• _Goal_:
Report how many lines of the rows below contain the string "hardwood", treating uppercase and lowercase as different. Give only the number.

Dataset rows on where objects appear

....................

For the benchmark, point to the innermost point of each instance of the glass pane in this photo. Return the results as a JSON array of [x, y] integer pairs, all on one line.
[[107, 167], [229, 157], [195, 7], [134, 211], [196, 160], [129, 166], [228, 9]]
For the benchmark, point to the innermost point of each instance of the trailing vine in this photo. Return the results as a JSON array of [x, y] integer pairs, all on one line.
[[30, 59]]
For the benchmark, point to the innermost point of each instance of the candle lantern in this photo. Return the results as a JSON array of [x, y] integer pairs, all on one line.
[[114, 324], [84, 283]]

....................

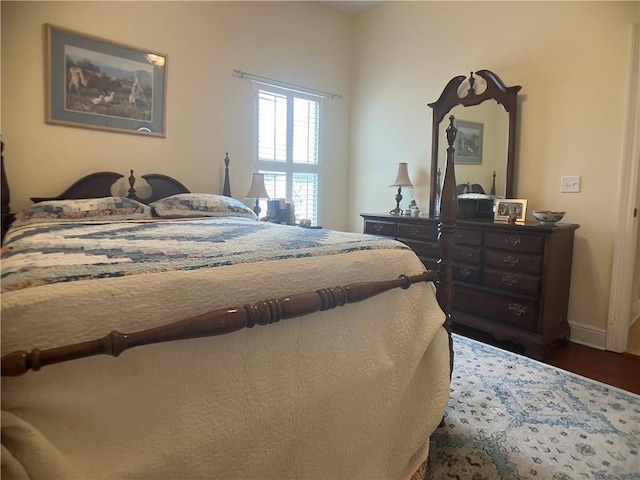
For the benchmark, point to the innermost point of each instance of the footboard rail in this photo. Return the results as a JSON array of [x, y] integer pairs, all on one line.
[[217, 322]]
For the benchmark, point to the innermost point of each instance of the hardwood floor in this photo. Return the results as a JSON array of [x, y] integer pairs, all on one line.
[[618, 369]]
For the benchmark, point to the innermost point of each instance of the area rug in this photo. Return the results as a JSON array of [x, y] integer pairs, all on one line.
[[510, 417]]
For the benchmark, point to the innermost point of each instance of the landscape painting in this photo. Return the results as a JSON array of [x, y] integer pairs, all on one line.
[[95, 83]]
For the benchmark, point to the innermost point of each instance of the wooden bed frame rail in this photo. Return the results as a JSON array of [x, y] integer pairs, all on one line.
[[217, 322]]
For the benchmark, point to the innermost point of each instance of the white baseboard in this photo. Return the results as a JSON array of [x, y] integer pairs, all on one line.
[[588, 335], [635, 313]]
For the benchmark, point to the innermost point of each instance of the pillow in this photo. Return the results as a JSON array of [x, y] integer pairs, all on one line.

....................

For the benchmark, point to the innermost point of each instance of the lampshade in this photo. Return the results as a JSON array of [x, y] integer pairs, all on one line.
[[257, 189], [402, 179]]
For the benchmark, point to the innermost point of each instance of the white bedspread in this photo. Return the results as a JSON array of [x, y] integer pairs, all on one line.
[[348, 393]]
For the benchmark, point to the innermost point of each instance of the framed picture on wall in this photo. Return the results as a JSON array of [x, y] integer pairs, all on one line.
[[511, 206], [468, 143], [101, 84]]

....................

• _Response to the task_:
1